What needs to be done: Only these lines of the data below are wanted: the one with "Target: house window", the one with "Tag the football", and any lines between them, each repeated exactly.

Top of Extracted material

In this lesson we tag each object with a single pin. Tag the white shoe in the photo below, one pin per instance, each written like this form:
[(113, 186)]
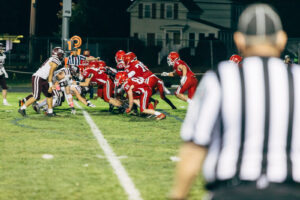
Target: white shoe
[(6, 104)]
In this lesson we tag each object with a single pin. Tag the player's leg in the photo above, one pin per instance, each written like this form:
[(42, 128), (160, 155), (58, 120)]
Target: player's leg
[(144, 106), (107, 92), (36, 93), (4, 90), (193, 87), (160, 87), (181, 89)]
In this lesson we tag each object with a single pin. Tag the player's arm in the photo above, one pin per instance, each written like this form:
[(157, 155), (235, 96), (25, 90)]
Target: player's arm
[(92, 58), (130, 98), (184, 72), (191, 160), (171, 74), (53, 67)]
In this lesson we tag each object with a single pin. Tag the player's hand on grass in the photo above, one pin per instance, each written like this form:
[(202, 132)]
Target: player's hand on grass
[(128, 110), (165, 74)]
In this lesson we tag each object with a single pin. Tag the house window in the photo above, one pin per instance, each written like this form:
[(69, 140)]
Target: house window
[(140, 11), (153, 11), (176, 11), (211, 36), (176, 37), (201, 36), (169, 11), (162, 11), (191, 39), (150, 39), (167, 38), (159, 39), (147, 11)]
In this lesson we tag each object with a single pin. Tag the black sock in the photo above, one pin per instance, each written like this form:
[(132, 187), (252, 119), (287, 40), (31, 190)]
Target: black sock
[(169, 102)]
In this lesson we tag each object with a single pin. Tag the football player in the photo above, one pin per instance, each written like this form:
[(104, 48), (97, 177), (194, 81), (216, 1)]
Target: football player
[(236, 58), (119, 60), (188, 81), (3, 75), (135, 68), (139, 93), (42, 82), (102, 80)]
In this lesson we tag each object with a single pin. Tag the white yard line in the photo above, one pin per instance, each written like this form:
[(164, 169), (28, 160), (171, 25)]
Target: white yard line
[(124, 179)]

Bottom of Extracted material

Task output:
Target: house window
[(140, 11), (153, 11), (176, 11), (211, 36), (176, 37), (201, 36), (169, 11), (162, 11), (191, 39), (150, 39), (167, 38), (159, 39), (147, 11)]
In this lesson we tag each object with a single pin. Tag the black sock in the photo above, one pin per instance, each written like this form:
[(132, 187), (252, 119), (287, 40), (31, 190)]
Target: black sock
[(169, 102)]
In this lesson we tag each object with a single pin. Tag the football player in the photo above, one pin per instance, each written like this form:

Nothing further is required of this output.